Dataset entries -

---------------

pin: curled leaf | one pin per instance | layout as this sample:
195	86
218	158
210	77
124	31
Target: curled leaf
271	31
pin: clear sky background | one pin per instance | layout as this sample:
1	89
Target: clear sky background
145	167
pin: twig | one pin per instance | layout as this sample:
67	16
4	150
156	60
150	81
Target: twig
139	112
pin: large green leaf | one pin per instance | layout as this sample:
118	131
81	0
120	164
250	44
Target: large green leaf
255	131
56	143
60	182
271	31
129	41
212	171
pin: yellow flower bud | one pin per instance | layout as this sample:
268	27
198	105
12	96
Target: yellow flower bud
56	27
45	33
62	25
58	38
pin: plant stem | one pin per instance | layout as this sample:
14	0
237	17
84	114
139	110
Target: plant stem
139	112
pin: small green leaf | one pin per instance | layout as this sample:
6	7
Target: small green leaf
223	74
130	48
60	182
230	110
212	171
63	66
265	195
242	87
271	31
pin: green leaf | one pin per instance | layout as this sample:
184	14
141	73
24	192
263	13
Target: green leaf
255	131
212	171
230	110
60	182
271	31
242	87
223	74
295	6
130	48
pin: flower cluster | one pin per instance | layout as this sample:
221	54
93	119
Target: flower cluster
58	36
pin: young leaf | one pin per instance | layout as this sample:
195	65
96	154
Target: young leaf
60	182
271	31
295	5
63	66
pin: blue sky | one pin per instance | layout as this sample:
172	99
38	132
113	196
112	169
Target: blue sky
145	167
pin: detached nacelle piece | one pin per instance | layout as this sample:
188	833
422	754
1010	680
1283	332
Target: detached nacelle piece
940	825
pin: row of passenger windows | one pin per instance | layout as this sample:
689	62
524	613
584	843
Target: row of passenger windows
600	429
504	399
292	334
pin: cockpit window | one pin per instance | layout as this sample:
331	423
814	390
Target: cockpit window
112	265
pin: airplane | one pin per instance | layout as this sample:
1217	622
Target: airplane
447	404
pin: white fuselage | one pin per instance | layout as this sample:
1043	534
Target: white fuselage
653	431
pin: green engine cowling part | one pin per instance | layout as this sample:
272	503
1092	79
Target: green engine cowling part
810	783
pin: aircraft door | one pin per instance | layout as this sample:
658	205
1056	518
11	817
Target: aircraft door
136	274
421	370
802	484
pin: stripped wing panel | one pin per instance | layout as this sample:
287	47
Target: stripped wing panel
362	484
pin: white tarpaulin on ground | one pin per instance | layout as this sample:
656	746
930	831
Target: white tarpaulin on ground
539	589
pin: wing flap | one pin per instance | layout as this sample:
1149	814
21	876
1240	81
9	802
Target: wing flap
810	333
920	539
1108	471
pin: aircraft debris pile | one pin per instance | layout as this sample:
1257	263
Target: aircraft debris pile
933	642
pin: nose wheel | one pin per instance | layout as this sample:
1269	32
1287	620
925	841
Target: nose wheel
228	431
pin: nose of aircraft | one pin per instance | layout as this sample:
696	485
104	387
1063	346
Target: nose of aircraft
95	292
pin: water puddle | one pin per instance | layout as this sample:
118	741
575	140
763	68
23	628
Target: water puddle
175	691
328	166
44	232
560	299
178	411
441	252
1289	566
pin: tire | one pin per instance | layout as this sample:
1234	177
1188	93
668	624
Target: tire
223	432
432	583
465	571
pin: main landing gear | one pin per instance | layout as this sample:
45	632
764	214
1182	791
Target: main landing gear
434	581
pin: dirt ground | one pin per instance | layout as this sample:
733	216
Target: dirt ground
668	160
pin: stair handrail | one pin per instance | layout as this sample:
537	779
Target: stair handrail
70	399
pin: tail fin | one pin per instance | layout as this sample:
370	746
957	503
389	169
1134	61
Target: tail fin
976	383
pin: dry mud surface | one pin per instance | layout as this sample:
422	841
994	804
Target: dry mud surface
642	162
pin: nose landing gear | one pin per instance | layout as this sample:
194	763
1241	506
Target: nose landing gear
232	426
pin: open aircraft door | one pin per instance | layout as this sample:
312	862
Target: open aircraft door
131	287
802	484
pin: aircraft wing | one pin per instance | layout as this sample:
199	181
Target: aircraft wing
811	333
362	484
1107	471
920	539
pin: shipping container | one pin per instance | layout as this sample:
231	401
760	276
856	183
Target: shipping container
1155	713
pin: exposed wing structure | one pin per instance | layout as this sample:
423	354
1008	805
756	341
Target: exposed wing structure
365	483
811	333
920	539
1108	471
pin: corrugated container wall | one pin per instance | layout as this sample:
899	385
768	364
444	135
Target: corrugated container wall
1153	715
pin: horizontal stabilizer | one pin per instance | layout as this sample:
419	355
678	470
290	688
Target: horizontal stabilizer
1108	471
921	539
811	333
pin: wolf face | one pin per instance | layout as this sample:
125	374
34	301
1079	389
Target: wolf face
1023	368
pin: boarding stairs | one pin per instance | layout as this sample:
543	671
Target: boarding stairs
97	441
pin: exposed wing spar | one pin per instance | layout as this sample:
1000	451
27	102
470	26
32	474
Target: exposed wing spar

---------------

How many lines of the entries above include the word "spar"? Answer with the number only.

2